Below are lines of data; restate word for word those running from the line containing "Segment the target" to the line containing "negative clicks: (44, 151)", inclusive, and no others.

(Beginning of Given data)

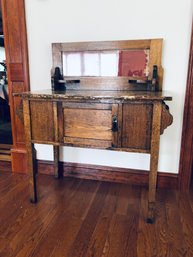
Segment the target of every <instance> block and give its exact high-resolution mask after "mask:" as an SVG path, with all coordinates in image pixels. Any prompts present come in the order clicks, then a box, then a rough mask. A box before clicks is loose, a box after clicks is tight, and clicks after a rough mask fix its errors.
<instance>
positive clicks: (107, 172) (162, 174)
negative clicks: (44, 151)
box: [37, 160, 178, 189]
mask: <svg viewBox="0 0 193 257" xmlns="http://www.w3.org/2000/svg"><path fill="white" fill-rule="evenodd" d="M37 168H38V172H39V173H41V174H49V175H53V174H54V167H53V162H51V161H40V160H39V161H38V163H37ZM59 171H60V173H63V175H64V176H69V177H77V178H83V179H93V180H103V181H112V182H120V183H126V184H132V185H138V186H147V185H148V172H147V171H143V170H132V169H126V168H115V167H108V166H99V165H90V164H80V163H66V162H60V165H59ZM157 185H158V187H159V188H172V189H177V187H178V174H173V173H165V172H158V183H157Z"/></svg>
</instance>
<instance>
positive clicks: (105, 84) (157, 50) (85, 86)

(End of Given data)
(Beginning of Given data)

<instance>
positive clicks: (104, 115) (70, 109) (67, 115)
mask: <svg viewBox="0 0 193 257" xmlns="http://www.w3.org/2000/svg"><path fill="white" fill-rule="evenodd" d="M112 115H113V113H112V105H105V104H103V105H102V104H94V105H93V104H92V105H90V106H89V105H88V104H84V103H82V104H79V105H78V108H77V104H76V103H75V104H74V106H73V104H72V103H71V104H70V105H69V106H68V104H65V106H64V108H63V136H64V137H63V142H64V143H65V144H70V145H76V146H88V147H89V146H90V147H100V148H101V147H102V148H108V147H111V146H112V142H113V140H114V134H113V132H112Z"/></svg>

(End of Given data)

**Solution to this task**
Segment the target of every <instance> block and give its exact high-resolution mask after "mask:" as an SVG path, with all coordinates in image pixels. Any prompts present come in the order clicks, then a box, then a rough mask. A box before clicks is loose, a box after clicks is tight, and clicks after a rough mask fix its errors.
<instance>
positive clicks: (107, 172) (162, 174)
negative clicks: (44, 151)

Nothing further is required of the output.